** Questions on the material **
A) Answer these questions using the text on homelessness:
(i) Which three groups would each get their own building under the proposal that begins "Why don't we build some large buildings"?
(ii) According to the paragraph that begins "It's pretty clear", what is the main cause of homelessness?
(iii) Which city does the text say is building or buying buildings for homeless housing?
B) Return everything in the text on homelessness from "I think most" down to "to another camp.", copied exactly.

** Text **
------------------------------------------------

How to solve homelessness

Homelessness is simply not curable. Many would love help but others are simply in a state where they cannot be helped. And both groups seem to be growing. Most cities have some temporary housing, but that won’t work forever and it doesn’t work for those that can’t follow the rules.

How to solve homelessness:

  • better safety nets
  • a society that care about people with mental problems
  • universal basic income

thanks for coming to my TED talk.

Why don’t we build some large buildings so these people can have a small apartment to call home? One for those on drugs, one for families, and one for those without children. You could have social workers and drug counselors working out of the building for addicts to offer safer alternatives and help with getting sober. The other 2 buildings would just be normal apartments. If we don’t have land space, go up.

I think most would be happy to see their tax dollars going to help get people off the street.

I believe the causes of homelessness are:

  • Economic: bankruptcy
  • Health: metal health
  • Personal/Choice: people that just don’t agree how life in society works

not everyone that is lost want to be found

It’s pretty clear that the main cause of homelessness is that the rent is too damned high. There is a secondary cause of some of it — the near absence of affordable community mental health services in America — but housing cost is the main one.

Seattle is building/buying buildings for homeless housing. They also have numerous shelters. Supposedly, the homeless don’t want to use the shelters. When major camps are cleared they offer to help and the people don’t want it. They just move to another camp.

As for harsh winters, why doesn’t every southern city have a problem then? When it’s been sub freezing here in Seattle, nothing changes. They just continue to start fires at the camps or sleep in sleeping bags/tents on the sidewalks.

They could also try controlling it. Maybe not allow them to run rampant downtown so people want to continue to come here? Have a nice part of the city where people feel safe? Maybe a park or two that isn’t a homeless camp?

Perhaps partly. I mean it certainly is. I think another big cause is the meth epidemic. I think it was here but maybe not that I found this recent article about synthetic meth and how bad it is.

Of course few people bother asking why people get hooked on this shit in the first place. Happy people with decent lives in healthy communities don’t generally turn to habitual drug use.

Yes, I have read many times that homeless people often don’t like to use shelters because they can be dangerous places.

The camps aren’t dangerous?

Well if you read that Atlantic article it seems some of them are getting to be.

It would get them off the street, and disincentivize all of the homeless coming there and congregating in camps which are unsafe for both the homeless and the general members of society.

I forget, do you live up there? Because the folks I know who live up there, who are definitely not at all right wing folks, are finding that their society is suffering major degradation because of this.

------------------------------------------------

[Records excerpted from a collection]
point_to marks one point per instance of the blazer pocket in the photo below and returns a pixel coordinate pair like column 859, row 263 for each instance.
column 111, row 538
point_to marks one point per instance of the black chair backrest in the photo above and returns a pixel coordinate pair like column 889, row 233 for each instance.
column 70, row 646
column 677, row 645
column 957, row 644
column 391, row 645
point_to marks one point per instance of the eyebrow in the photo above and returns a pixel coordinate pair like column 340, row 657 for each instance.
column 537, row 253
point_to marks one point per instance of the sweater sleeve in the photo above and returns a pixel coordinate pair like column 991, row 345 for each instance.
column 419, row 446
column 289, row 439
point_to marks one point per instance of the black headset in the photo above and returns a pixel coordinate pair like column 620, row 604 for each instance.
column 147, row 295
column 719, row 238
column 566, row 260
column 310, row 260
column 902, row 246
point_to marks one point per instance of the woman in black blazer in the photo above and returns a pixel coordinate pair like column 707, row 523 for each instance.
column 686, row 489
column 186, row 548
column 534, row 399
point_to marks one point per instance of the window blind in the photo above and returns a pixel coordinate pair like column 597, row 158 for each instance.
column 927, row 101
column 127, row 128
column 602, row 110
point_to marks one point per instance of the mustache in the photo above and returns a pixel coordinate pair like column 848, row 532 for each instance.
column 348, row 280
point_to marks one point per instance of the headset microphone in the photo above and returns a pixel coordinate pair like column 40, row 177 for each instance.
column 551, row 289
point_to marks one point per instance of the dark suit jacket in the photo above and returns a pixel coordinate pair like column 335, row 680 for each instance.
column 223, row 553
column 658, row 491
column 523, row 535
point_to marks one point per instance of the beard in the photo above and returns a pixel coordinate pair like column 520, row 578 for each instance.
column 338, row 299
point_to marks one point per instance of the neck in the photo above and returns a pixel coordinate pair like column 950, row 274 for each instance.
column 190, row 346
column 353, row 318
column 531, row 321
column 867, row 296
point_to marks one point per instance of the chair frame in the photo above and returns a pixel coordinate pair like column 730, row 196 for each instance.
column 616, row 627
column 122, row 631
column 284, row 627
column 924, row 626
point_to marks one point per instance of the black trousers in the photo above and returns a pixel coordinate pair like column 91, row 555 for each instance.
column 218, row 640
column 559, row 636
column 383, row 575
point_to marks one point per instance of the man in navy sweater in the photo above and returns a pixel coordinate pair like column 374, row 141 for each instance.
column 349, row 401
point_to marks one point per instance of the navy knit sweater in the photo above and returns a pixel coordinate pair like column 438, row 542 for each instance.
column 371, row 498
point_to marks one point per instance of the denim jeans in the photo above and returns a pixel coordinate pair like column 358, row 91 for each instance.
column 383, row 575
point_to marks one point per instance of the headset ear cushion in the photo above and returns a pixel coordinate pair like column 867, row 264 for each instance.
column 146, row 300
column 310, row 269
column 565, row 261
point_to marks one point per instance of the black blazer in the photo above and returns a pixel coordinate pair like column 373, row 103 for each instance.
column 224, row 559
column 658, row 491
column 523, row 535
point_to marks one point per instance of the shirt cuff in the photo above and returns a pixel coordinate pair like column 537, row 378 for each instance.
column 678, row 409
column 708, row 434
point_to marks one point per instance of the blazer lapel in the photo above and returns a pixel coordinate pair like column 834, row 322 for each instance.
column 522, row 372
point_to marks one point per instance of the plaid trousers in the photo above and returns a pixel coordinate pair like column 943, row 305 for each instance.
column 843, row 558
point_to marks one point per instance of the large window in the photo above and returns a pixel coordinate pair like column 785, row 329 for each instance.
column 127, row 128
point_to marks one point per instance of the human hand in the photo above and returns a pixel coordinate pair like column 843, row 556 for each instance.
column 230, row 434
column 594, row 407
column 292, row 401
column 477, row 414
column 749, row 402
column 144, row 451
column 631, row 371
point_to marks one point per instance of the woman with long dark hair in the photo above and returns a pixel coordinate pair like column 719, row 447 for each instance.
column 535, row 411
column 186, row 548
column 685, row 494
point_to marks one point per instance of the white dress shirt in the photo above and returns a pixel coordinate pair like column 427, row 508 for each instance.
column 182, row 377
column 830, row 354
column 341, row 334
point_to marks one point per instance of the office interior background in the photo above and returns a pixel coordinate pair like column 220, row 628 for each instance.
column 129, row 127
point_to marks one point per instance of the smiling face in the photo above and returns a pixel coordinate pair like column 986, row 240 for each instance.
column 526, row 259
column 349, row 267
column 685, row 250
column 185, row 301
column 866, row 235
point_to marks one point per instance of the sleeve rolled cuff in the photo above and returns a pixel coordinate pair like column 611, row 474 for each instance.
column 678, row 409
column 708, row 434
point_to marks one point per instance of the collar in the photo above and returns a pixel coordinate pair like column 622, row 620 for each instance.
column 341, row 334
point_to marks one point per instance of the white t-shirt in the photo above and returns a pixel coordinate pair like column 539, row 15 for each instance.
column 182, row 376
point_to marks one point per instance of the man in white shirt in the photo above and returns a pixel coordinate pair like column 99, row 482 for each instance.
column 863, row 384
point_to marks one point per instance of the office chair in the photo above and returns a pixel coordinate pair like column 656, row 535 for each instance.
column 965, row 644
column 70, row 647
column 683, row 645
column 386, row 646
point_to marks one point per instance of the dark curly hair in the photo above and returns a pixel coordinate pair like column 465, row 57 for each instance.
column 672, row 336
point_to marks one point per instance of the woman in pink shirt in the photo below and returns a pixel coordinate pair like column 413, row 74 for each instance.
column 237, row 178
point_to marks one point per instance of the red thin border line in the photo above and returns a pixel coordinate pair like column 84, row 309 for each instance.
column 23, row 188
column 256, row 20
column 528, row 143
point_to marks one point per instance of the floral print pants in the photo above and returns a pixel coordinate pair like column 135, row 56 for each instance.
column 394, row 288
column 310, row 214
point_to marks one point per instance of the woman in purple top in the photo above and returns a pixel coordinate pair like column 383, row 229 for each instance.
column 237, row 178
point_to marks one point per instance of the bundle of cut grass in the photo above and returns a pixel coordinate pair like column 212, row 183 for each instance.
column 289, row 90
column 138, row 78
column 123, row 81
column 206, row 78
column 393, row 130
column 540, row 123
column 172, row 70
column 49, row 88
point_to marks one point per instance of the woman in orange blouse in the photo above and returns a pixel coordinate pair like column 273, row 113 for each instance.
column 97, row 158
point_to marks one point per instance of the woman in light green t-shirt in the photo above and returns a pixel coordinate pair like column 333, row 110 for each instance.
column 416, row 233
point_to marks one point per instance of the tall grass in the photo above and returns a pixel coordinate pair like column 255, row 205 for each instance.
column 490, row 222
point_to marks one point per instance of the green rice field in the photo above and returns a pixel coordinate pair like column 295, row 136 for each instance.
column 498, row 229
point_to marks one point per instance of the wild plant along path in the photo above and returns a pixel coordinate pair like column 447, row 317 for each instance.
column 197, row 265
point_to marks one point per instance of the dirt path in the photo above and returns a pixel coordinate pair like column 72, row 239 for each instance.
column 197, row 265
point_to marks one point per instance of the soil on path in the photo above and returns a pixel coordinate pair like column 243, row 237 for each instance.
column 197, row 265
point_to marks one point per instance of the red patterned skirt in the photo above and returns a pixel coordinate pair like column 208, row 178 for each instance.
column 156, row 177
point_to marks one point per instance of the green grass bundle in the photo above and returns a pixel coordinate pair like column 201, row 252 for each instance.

------------------------------------------------

** Answer section **
A)
(i) Those on drugs, families, and those without children.
(ii) The rent is too high, so housing cost is the main cause.
(iii) Seattle.

B)
I think most would be happy to see their tax dollars going to help get people off the street.

I believe the causes of homelessness are:

  • Economic: bankruptcy
  • Health: metal health
  • Personal/Choice: people that just don’t agree how life in society works

not everyone that is lost want to be found

It’s pretty clear that the main cause of homelessness is that the rent is too damned high. There is a secondary cause of some of it — the near absence of affordable community mental health services in America — but housing cost is the main one.

Seattle is building/buying buildings for homeless housing. They also have numerous shelters. Supposedly, the homeless don’t want to use the shelters. When major camps are cleared they offer to help and the people don’t want it. They just move to another camp.